• _SHORT TASK_
Reproduce every one of the rows below word for word, leaving out the pictures.

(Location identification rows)
— start —
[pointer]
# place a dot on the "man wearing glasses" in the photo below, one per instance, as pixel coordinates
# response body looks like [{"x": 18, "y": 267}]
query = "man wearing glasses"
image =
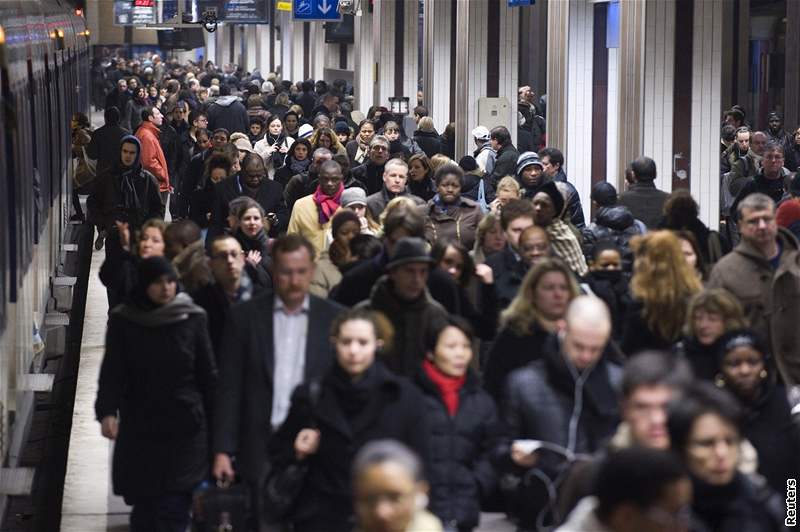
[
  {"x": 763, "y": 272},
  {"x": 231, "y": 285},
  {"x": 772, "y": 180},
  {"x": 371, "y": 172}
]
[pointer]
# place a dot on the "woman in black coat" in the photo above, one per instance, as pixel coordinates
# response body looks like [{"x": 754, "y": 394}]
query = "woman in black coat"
— end —
• _FINAL RESULT_
[pointer]
# place a dot on the "man wearing glasses" in the photo below, one per instance, as pixel coordinates
# response body looks like [{"x": 18, "y": 267}]
query = "man wearing glasses"
image =
[
  {"x": 763, "y": 272},
  {"x": 231, "y": 285},
  {"x": 772, "y": 180},
  {"x": 371, "y": 172}
]
[pointer]
# place a dot on the "woman in black coat" in the photo above, one per instance, as pixel coordinates
# response body looks like [{"x": 754, "y": 394}]
query = "woman in black coat"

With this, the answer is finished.